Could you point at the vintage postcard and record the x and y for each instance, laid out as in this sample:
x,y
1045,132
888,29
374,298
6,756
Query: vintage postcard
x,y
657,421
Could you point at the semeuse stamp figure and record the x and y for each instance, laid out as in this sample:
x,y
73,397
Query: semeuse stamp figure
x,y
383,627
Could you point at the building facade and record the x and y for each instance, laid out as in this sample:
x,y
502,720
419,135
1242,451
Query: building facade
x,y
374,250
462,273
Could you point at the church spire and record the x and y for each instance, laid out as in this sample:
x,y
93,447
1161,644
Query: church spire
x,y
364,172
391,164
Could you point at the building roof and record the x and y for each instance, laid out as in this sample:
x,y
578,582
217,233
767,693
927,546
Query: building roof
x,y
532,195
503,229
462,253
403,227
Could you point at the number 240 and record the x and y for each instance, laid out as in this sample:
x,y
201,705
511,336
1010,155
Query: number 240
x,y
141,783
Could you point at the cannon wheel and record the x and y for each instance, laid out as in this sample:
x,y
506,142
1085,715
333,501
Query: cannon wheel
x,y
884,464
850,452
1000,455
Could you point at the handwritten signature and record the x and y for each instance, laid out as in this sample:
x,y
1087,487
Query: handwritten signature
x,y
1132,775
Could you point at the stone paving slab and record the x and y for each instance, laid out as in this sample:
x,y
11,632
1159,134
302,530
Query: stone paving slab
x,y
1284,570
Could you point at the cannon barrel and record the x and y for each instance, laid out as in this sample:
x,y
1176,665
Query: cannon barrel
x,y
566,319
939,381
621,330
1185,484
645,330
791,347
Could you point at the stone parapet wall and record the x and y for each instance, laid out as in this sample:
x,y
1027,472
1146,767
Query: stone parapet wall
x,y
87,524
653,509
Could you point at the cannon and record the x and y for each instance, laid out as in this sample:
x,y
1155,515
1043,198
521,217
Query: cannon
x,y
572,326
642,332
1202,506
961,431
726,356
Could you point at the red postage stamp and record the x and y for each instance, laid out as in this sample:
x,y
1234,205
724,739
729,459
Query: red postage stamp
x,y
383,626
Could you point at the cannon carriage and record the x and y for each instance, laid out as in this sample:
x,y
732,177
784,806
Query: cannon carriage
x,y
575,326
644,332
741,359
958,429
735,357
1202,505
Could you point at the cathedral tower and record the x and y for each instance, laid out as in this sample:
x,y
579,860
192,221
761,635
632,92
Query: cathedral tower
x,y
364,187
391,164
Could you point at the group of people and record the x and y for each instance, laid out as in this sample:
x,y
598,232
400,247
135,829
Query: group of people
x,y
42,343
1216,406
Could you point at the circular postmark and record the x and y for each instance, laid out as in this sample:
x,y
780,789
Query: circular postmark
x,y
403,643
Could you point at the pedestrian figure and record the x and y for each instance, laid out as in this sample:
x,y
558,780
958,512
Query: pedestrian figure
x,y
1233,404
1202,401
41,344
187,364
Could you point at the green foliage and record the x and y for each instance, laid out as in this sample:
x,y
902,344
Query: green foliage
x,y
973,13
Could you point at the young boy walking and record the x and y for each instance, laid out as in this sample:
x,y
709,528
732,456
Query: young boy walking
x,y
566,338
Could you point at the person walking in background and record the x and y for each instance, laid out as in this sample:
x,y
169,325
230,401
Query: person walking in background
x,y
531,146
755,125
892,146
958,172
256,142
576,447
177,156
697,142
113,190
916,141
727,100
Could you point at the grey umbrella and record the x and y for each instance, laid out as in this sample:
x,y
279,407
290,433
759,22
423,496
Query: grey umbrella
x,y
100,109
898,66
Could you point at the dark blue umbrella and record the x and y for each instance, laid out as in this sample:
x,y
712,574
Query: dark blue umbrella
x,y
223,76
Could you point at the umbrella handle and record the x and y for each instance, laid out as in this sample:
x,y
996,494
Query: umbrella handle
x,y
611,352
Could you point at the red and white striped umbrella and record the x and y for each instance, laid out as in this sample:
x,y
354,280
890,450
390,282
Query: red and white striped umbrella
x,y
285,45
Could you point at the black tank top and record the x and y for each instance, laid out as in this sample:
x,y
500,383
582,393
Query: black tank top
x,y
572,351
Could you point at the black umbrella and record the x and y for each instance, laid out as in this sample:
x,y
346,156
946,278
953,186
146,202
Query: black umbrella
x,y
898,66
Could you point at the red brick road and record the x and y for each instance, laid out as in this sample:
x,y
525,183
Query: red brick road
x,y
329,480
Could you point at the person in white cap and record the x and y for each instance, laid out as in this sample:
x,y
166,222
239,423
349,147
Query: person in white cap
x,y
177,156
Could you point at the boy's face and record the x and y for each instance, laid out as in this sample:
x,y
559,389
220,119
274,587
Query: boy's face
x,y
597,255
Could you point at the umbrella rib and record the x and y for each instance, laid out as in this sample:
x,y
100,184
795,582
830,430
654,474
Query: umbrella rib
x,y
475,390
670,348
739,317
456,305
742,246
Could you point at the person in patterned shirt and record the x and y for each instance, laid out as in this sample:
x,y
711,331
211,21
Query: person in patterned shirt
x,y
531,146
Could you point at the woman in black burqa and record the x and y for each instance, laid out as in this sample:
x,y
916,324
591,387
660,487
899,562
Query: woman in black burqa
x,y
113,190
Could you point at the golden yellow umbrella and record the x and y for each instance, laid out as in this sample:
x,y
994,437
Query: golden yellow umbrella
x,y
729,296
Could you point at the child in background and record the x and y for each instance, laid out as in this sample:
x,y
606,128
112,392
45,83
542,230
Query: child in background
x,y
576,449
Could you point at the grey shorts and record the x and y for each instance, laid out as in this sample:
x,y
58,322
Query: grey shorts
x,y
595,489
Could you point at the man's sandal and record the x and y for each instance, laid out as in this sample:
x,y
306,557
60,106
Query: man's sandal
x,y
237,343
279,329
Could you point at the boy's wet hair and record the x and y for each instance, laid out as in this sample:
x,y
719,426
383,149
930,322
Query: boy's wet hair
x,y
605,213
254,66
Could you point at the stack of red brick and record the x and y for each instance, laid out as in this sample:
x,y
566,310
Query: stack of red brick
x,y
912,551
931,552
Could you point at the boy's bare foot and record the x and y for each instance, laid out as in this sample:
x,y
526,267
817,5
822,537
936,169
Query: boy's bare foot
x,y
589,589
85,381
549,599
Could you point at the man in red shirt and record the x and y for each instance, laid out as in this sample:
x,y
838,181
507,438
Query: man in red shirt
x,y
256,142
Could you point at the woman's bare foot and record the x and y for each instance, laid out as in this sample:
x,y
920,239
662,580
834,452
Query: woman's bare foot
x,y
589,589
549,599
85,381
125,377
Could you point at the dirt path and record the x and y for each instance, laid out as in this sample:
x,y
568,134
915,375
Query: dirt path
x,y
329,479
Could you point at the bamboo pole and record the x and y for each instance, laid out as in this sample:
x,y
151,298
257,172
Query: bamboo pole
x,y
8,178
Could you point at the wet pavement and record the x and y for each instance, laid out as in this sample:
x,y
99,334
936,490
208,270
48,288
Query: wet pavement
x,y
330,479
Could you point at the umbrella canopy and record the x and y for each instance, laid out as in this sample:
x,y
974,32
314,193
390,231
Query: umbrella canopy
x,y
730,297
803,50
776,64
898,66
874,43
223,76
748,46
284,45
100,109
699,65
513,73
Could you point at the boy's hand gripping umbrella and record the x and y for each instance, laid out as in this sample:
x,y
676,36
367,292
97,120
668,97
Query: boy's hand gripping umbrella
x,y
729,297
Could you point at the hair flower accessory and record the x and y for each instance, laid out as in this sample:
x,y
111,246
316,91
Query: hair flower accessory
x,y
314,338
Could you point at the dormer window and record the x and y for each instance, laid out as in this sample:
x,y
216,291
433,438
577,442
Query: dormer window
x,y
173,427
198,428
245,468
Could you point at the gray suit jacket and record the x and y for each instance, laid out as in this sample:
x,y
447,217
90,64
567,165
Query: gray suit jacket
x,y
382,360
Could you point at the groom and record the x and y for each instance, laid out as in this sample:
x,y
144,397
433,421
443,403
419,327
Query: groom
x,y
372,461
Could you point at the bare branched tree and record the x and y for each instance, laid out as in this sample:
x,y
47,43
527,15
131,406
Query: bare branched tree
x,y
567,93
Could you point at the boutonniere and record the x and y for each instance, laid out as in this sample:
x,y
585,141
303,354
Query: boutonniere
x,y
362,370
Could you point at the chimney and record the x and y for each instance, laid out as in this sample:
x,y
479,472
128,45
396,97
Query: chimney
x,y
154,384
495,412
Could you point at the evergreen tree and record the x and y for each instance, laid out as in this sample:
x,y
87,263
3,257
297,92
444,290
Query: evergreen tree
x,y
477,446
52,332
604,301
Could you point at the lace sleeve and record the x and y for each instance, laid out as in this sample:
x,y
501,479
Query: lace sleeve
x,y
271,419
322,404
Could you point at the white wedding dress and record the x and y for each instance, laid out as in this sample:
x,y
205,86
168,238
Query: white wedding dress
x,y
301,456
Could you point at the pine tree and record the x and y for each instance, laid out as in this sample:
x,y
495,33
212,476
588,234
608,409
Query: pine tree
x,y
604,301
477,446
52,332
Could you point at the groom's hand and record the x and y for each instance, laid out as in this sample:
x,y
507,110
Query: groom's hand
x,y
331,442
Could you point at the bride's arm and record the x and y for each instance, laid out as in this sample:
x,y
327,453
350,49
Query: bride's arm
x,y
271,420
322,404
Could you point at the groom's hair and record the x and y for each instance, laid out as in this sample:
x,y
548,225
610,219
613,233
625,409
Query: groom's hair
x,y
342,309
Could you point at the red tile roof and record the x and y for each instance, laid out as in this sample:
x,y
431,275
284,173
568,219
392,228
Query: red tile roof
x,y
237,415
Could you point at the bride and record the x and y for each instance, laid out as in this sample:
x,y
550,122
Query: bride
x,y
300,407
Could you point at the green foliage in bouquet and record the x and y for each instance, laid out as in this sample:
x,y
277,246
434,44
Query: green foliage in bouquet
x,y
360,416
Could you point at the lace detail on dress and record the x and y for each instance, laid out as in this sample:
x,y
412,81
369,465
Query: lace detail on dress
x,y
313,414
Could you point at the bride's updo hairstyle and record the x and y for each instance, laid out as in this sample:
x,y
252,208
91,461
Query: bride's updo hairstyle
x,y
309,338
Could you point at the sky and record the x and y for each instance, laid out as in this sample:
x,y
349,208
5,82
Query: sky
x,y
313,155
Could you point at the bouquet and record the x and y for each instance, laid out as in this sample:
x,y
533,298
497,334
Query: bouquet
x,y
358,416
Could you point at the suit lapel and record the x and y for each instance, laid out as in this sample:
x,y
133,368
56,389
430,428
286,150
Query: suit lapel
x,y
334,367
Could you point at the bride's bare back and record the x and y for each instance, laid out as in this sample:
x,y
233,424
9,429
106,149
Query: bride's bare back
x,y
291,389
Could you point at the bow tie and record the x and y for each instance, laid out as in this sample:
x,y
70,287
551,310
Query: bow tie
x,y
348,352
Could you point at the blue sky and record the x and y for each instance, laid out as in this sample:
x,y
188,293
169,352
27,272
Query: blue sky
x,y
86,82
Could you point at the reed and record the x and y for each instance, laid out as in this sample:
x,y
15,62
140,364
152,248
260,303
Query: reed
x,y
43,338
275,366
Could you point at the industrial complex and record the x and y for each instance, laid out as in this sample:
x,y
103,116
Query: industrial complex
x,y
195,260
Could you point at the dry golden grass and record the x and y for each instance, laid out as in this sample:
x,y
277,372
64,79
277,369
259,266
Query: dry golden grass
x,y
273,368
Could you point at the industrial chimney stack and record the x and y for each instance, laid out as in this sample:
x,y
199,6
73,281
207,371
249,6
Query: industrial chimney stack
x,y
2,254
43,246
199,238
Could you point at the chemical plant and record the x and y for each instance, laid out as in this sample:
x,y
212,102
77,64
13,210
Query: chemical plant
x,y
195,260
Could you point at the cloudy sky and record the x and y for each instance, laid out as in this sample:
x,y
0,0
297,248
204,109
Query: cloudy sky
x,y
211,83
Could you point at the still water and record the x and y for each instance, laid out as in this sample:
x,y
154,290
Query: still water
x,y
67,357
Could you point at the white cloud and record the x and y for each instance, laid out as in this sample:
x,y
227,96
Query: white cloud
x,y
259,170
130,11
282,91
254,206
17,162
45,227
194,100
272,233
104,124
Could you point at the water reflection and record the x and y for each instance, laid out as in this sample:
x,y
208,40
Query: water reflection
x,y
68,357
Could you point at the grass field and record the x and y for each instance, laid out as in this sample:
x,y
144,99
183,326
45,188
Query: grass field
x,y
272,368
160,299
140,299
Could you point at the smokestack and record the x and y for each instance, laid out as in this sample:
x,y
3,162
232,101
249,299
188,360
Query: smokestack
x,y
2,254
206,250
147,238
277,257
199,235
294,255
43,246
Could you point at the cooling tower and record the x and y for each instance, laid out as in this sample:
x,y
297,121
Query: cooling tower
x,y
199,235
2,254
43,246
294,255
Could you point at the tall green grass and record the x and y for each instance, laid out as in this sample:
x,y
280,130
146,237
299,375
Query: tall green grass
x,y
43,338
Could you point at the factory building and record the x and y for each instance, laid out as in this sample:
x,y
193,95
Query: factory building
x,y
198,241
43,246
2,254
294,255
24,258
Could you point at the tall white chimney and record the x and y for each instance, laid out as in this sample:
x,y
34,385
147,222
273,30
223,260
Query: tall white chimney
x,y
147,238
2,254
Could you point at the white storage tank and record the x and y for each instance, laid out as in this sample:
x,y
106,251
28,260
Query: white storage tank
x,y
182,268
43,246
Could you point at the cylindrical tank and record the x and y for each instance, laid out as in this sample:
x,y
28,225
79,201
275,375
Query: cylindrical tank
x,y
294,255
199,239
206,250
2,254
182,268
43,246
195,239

* * *

→ Challenge: Above are the records; copy exactly the lines from the one with "Could you point at the tall white" through the final line.

→ Full solution:
Could you point at the tall white chimney and record the x and y for each instance, laid out as in this sample:
x,y
34,385
147,222
273,30
223,260
Query: tall white chimney
x,y
147,238
2,254
Could you point at the white storage tank and record the x and y for each instance, laid out as in this sample:
x,y
106,251
28,260
Query: white storage tank
x,y
182,268
43,246
Could you point at the cylindrical tank and record the x and y for each instance, laid out as in this sample:
x,y
28,225
79,201
275,375
Query: cylindrical tank
x,y
294,255
199,239
206,250
2,254
182,268
43,246
195,239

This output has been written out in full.